* Start Provided material *

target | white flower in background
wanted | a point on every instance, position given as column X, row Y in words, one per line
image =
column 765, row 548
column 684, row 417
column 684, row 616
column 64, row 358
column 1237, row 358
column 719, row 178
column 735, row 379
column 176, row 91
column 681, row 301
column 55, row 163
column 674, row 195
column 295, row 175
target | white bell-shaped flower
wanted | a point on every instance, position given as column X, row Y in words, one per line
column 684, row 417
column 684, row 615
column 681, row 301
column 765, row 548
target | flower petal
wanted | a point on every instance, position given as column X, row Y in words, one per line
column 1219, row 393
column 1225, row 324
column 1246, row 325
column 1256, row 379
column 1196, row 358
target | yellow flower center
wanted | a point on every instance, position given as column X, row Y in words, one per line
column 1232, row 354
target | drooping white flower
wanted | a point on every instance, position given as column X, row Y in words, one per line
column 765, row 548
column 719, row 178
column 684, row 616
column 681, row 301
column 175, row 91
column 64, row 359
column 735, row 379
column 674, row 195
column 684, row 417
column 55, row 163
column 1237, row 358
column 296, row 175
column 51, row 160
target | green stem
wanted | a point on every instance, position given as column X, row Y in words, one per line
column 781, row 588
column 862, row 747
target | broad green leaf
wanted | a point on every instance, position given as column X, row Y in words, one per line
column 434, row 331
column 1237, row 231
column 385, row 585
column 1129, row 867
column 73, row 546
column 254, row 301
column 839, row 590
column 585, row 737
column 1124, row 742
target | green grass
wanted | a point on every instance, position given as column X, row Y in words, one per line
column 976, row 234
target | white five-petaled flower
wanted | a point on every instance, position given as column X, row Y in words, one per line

* End Provided material *

Quote the items verbatim, starting from the beginning and continuing through the line containing "column 295, row 175".

target | white flower in background
wanted | a point on every instance, position given as column X, row Y in words, one per line
image =
column 765, row 548
column 684, row 417
column 684, row 616
column 64, row 358
column 1237, row 358
column 719, row 178
column 735, row 379
column 176, row 91
column 681, row 301
column 55, row 163
column 674, row 195
column 295, row 175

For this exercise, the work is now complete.